BRIEF: Print this span of the material below exactly: the line with "Query: bird's tail feathers", the line with "Query: seal's head", and every line between them, but nothing else.

====

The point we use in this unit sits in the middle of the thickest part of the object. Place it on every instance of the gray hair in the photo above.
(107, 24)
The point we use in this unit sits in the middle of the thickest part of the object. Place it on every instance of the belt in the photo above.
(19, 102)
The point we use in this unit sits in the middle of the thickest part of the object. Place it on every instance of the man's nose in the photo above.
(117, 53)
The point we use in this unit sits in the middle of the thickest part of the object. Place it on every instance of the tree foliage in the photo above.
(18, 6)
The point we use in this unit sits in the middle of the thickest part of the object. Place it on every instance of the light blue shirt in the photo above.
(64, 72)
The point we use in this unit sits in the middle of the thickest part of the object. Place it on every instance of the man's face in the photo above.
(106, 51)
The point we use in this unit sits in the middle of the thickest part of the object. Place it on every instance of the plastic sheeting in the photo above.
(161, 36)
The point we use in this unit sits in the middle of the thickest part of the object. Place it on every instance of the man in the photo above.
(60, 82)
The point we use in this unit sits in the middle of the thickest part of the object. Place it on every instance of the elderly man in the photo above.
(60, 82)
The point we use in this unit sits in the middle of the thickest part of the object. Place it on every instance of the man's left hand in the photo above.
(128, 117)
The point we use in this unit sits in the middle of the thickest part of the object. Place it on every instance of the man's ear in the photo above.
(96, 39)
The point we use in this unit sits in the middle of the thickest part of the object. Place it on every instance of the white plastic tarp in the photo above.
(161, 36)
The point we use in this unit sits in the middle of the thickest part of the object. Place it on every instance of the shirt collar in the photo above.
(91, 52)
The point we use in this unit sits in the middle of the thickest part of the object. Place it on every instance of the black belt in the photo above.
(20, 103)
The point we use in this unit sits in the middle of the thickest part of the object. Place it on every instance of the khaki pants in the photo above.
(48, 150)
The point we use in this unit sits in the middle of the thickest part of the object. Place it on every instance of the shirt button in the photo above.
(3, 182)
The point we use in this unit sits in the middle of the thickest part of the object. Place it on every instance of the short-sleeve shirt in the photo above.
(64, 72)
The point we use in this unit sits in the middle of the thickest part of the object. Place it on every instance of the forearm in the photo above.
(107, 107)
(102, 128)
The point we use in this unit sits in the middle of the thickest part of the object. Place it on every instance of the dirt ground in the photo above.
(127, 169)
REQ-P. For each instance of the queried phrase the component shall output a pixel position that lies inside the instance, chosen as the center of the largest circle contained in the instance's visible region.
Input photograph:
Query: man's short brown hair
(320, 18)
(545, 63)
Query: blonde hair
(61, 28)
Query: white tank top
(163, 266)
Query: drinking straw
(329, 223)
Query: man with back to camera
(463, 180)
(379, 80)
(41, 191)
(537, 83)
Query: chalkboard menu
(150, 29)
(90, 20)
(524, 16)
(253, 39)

====

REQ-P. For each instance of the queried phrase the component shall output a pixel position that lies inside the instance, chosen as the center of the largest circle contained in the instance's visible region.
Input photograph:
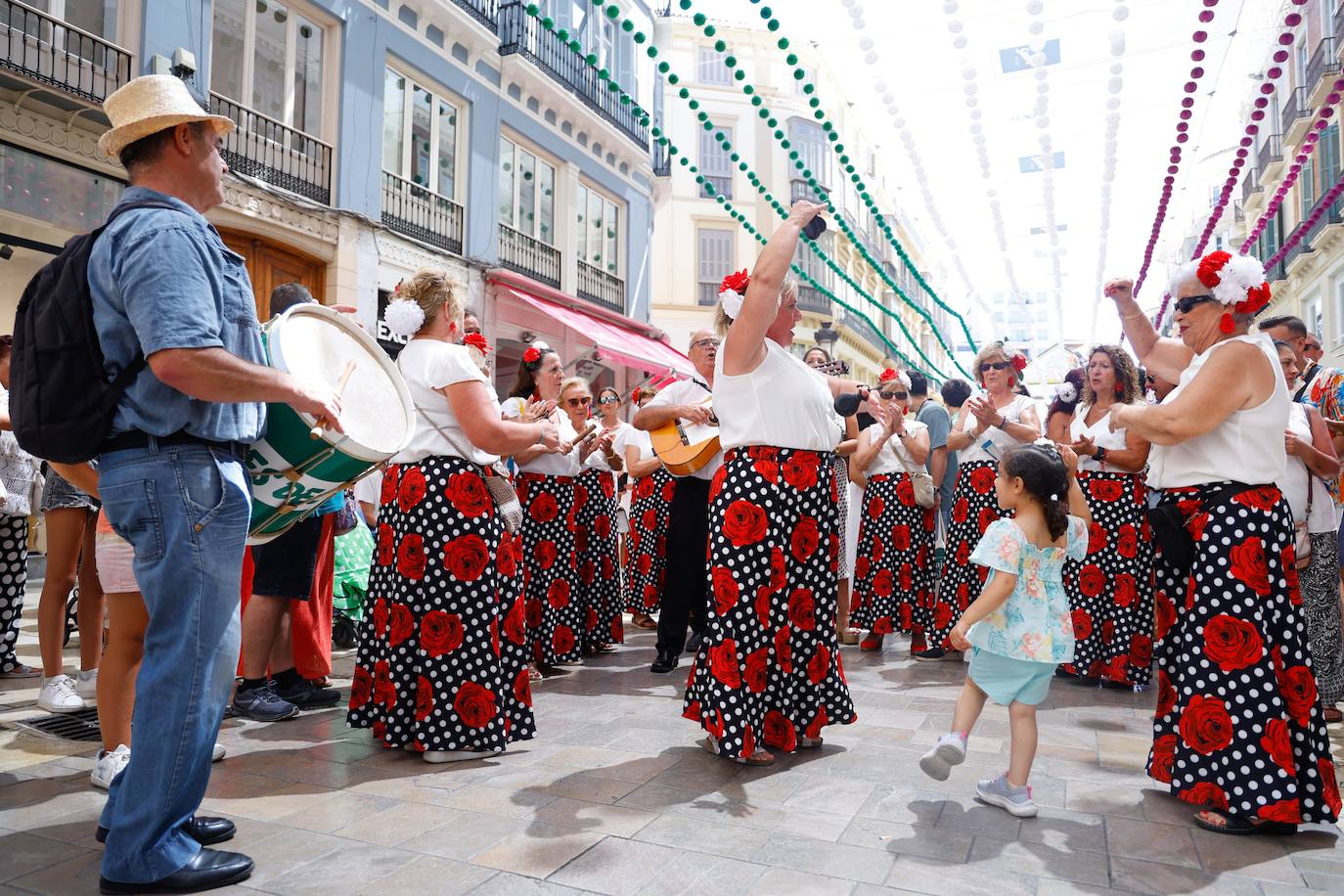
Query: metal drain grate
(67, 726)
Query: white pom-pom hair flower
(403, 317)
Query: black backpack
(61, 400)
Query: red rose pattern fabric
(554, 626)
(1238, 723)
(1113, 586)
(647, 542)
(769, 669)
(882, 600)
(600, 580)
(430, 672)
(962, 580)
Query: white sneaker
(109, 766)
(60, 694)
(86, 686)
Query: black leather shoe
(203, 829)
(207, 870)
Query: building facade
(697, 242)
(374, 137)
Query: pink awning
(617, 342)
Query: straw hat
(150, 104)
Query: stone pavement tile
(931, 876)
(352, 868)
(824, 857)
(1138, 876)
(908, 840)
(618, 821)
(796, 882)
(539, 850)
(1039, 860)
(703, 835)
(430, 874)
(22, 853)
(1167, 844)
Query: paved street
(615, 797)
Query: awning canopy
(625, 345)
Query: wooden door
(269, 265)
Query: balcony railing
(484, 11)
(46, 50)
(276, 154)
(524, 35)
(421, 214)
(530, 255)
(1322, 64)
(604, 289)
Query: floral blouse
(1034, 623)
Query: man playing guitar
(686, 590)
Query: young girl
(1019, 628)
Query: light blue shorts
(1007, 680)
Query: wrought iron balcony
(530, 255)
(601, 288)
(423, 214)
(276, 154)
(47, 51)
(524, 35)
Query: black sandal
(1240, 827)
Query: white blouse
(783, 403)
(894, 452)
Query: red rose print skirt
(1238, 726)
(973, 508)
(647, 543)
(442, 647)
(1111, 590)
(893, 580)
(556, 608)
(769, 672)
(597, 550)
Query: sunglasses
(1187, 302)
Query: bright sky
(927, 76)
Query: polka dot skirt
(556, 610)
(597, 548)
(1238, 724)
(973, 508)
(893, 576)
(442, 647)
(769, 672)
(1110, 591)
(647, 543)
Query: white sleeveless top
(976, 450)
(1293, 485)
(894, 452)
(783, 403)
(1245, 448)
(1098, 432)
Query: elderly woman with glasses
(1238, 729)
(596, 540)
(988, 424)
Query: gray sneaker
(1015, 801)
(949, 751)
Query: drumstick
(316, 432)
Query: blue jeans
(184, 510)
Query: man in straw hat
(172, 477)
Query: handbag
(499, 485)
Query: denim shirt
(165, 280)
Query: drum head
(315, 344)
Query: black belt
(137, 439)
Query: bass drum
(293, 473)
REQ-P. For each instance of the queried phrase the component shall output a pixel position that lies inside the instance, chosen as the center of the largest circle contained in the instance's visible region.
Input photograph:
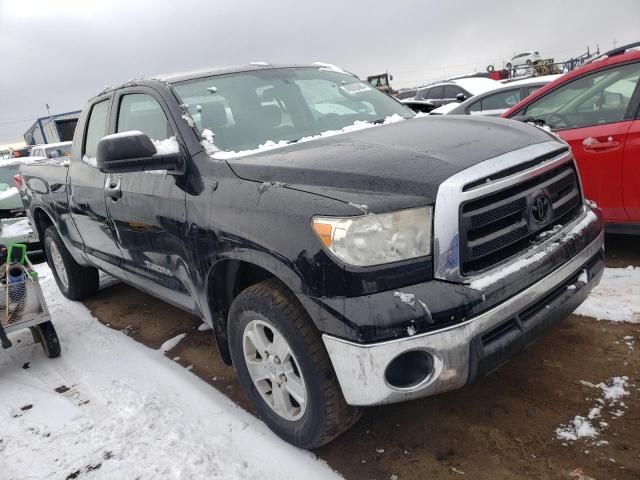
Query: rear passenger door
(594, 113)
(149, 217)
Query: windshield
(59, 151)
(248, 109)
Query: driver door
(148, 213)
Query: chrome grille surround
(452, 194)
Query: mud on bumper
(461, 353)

====

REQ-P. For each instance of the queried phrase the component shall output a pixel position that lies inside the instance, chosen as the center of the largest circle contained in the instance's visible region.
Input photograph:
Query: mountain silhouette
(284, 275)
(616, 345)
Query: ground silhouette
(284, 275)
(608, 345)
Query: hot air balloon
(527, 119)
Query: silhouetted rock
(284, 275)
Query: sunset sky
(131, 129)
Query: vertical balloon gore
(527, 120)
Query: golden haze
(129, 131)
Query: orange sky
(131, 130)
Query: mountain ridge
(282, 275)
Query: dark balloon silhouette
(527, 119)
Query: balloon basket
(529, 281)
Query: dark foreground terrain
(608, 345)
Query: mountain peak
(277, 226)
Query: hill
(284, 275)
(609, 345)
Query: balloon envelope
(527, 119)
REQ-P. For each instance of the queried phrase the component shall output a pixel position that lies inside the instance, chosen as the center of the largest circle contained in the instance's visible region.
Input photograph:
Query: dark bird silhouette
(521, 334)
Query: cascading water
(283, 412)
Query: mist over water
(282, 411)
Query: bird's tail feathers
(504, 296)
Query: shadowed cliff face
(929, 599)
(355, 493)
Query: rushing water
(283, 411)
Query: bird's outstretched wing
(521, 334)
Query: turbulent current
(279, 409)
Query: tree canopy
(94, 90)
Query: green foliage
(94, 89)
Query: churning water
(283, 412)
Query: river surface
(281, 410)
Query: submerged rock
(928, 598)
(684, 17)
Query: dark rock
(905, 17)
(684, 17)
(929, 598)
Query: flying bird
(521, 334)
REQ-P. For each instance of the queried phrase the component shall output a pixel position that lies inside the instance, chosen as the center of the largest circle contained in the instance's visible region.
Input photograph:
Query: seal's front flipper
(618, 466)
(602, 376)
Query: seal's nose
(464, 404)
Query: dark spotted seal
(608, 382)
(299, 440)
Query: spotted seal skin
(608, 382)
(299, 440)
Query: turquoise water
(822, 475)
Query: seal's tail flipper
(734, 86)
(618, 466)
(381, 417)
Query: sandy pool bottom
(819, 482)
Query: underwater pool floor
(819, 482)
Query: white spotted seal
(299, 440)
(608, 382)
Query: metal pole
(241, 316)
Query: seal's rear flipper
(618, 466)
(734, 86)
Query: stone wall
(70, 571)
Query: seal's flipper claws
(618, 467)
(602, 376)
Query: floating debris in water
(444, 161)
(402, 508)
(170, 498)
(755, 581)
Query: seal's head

====

RESULT OF THIS TASK:
Query: bird's tail feathers
(504, 296)
Query: shadowed cliff face
(929, 599)
(355, 493)
Query: rushing water
(283, 411)
Query: bird's outstretched wing
(521, 334)
Query: turbulent current
(279, 409)
Query: tree canopy
(94, 90)
Query: green foliage
(94, 89)
Query: churning water
(283, 412)
Query: river surface
(281, 410)
Query: submerged rock
(928, 598)
(684, 17)
Query: dark rock
(905, 17)
(684, 17)
(929, 598)
Query: flying bird
(521, 334)
REQ-P. For each instance of the queried phrase the component shall output a pixel position that lies inside the instance, chosen as the center of the largest circle contained in the instance's visible region.
Input photograph:
Query: seal's front flipper
(618, 466)
(602, 376)
Query: seal's nose
(464, 404)
Query: dark spotted seal
(608, 382)
(299, 440)
Query: spotted seal skin
(608, 382)
(299, 440)
Query: turquoise water
(822, 475)
Query: seal's tail flipper
(734, 86)
(618, 466)
(381, 417)
Query: sandy pool bottom
(819, 482)
Query: underwater pool floor
(819, 482)
Query: white spotted seal
(299, 440)
(608, 382)
Query: metal pole
(241, 316)
Query: seal's rear flipper
(618, 466)
(734, 86)
Query: stone wall
(70, 571)
Query: seal's flipper claws
(618, 467)
(602, 376)
Query: floating debris in water
(444, 161)
(402, 508)
(170, 498)
(755, 581)
Query: seal's head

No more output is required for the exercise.